* begin SELECTED PASSAGE *

2015-04-15 / Features

CB 2 Holds City Services Meeting

By Thomas Cogan
A leading bar owner in Hunters Point wishes to open a restaurant a little more than a block from his current establishment.  That fact was enough to swell attendance last week at a meeting of Community Board 2’s city services and public safety committee, to the point where the conference room at the New York Irish Center on Jackson Avenue wasn’t large enough for the purpose.  When a woman described the owner’s bar on Vernon Boulevard as a “bad neighbor,” the dispute was on and got so noisy the committee had to call for order repeatedly.  At same time, the owner and his bar are popular with many who know them and such friends were there in force to defend the man and his business.

There were several other business applications that the committee had to consider, and though they didn’t get comparable attention, some of them, or perhaps all, might take their place in the CB 2 district and were therefore significant.

Brian Porter, owner of LIC Bar, 45-58 Vernon Blvd., is making an application for an on-premises liquor license for The Gantry LIC, a restaurant he referred to as a “gastropub,” at 47-02 Vernon Blvd.  For better or worse, the LIC Bar has a reputation.  The woman who called it and him a bad neighbor, citing loud music and drunken behavior well into the early morning, is obviously negative and fears the new place nearby will perhaps double the racket, or greatly increase it anyway.

* end SELECTED PASSAGE *

DIRECTIVES:
1. In the community board article, echo the passage between "There were several" and "were therefore significant.", inclusive.
2. From the community board article, list every establishment or venue it calls by a proper name, leaving out streets and neighborhoods.
3. Pick up the article on the Community Board 2 meeting after its last sentence and keep writing it.
The items that come after this community board article have nothing to do with it.

* begin DATASET *

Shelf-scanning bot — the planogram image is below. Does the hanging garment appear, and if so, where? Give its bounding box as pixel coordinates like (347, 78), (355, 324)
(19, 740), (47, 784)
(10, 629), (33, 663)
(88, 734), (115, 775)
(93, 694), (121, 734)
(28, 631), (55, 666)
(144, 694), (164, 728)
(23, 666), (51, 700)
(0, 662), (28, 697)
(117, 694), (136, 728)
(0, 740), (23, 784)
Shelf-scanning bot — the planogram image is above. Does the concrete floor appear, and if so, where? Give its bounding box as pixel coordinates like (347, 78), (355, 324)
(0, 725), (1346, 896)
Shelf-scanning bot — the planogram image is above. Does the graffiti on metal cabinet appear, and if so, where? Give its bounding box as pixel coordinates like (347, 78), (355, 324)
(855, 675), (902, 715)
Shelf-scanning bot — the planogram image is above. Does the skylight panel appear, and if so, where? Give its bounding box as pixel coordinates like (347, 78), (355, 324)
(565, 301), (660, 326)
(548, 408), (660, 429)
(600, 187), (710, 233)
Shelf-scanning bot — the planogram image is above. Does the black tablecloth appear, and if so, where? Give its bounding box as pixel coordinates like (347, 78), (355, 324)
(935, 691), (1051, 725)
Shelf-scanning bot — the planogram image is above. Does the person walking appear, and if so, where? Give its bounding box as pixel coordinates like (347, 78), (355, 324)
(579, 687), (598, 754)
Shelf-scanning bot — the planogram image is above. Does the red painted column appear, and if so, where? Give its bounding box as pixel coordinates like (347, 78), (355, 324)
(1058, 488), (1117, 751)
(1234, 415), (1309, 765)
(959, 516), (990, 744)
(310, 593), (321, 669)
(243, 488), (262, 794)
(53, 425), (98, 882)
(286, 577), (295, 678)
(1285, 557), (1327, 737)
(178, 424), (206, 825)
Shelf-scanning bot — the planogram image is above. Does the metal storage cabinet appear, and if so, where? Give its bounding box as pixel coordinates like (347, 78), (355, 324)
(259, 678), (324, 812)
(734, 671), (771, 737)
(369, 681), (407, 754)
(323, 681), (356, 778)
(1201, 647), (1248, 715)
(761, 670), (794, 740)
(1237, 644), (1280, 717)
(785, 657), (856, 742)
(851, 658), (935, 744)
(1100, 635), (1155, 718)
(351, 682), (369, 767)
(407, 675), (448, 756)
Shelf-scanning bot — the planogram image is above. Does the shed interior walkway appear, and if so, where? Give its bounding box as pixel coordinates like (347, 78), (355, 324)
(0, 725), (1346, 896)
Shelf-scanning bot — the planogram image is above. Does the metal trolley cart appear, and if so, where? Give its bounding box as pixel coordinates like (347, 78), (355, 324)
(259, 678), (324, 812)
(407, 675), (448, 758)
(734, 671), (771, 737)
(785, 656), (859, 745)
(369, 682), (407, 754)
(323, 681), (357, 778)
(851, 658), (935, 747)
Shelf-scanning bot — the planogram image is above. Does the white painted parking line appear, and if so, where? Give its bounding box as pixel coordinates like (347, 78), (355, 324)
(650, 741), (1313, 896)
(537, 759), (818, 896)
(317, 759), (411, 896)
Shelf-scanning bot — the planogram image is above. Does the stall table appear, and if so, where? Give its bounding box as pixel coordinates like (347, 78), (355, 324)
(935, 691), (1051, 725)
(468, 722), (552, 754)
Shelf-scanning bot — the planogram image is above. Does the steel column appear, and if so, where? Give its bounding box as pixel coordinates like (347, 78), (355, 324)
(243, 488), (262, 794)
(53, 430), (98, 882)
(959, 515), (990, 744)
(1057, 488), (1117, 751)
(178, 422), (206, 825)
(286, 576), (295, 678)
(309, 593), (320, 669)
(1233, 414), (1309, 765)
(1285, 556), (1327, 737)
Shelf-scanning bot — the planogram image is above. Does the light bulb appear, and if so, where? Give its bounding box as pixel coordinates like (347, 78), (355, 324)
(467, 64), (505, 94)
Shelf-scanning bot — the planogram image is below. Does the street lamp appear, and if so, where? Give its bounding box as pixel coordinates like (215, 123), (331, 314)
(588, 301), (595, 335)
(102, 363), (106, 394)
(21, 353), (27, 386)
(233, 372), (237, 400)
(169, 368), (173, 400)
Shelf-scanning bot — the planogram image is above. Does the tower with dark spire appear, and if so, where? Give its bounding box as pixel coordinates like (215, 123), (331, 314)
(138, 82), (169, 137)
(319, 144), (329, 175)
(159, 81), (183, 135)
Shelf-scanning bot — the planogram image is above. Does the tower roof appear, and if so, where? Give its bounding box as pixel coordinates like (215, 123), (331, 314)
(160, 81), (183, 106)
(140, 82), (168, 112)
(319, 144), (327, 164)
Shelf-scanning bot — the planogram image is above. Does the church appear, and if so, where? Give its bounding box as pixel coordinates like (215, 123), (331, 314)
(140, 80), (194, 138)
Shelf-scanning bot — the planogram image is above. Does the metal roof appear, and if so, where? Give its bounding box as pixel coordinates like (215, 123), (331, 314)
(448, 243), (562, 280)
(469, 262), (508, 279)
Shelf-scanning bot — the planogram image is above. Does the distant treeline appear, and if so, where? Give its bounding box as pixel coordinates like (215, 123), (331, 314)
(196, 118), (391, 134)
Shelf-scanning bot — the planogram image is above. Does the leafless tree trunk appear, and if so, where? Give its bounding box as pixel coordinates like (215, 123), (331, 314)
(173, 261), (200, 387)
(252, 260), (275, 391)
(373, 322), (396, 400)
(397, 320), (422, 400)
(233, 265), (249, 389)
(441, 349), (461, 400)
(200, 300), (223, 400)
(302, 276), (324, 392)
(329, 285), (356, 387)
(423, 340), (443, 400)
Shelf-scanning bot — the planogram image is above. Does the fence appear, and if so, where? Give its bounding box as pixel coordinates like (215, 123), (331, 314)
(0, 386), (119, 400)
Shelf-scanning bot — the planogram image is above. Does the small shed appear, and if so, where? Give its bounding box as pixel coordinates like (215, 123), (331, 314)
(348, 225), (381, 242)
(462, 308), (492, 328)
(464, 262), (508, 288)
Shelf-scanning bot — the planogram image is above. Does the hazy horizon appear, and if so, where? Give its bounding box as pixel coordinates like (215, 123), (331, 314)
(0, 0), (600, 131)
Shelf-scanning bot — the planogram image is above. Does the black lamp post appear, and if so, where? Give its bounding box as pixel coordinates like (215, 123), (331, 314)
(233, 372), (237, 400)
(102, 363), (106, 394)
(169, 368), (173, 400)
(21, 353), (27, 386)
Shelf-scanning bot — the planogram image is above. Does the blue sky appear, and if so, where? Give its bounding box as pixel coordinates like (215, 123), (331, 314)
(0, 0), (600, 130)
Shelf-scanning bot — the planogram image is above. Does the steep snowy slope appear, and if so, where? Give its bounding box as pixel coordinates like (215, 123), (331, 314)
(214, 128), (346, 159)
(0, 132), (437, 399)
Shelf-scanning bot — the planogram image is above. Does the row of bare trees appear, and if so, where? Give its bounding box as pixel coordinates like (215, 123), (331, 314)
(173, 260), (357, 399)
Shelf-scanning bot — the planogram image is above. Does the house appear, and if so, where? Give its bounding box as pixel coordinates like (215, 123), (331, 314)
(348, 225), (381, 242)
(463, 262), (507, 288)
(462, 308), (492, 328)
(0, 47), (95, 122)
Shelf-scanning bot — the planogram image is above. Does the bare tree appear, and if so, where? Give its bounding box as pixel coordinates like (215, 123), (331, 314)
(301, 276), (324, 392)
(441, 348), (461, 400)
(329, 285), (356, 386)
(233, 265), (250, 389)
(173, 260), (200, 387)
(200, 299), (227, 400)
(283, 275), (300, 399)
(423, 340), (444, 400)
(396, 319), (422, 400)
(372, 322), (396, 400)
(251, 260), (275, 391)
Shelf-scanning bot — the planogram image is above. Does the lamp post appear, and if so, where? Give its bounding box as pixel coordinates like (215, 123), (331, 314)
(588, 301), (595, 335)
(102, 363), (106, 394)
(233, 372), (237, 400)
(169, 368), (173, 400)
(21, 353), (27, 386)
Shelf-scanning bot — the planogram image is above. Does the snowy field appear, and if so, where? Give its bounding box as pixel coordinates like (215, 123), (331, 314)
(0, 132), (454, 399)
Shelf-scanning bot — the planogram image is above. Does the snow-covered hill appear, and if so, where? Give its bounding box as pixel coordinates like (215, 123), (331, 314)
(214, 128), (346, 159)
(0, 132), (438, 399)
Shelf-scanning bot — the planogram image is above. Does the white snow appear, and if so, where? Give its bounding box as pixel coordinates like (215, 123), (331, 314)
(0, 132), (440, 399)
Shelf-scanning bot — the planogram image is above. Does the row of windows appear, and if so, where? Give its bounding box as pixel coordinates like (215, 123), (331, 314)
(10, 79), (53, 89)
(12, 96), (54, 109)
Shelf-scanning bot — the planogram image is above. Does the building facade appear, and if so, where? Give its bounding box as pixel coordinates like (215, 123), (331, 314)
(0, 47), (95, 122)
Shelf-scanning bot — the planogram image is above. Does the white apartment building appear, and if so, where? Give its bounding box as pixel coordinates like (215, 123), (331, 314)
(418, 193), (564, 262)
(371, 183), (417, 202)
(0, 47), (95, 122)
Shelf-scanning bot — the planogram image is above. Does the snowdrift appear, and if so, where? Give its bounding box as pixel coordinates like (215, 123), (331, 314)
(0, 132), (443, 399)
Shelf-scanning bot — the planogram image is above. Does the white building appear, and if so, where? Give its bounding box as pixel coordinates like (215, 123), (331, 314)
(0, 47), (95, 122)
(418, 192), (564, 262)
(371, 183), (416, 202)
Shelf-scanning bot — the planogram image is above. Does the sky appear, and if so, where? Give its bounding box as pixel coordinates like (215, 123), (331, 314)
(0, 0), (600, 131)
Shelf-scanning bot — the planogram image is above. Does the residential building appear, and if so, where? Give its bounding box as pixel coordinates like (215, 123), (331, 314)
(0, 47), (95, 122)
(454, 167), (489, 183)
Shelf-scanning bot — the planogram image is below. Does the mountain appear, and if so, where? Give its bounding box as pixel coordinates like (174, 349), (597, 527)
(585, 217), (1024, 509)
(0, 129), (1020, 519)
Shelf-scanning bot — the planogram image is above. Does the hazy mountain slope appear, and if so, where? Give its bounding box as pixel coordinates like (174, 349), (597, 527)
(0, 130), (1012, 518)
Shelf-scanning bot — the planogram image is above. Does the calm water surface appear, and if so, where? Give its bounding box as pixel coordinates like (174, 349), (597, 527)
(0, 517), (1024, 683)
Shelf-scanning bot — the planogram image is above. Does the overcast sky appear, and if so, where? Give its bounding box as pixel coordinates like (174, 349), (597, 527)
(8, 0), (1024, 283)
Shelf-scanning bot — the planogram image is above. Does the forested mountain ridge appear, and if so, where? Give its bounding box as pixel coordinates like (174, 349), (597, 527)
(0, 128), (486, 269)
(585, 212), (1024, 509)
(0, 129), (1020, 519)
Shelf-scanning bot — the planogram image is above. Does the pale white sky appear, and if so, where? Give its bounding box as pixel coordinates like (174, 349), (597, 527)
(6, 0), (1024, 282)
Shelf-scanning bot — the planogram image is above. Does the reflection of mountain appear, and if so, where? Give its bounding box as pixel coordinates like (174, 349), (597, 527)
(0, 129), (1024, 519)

* end DATASET *

RESPONSE LIST:
1.
There were several other business applications that the committee had to consider, and though they didn’t get comparable attention, some of them, or perhaps all, might take their place in the CB 2 district and were therefore significant.

2.
New York Irish Center
LIC Bar
The Gantry LIC

3.
When asked to describe the new place, Porter said the main emphasis at The Gantry LIC would be on food.  There would be no live music, as there is at times at the LIC Bar.  There would be a sound system for music, he said, but he’d keep the volume at a tolerable level.  He had no plans, at the moment anyway, for outside seating.  Shortly before Porter said these things to the committee, a man testified that he had been through many meetings like this one and concluded over time that you should trust no one’s promises because anyone and everyone making them will later let you down.  Referring to that, Porter said his long experience in business has taught him he shouldn’t even think of being devious.  (Earlier, the committee’s Patrick O’Brien told the untrusting complainant that he would hold all those coming before him to the promises they made.)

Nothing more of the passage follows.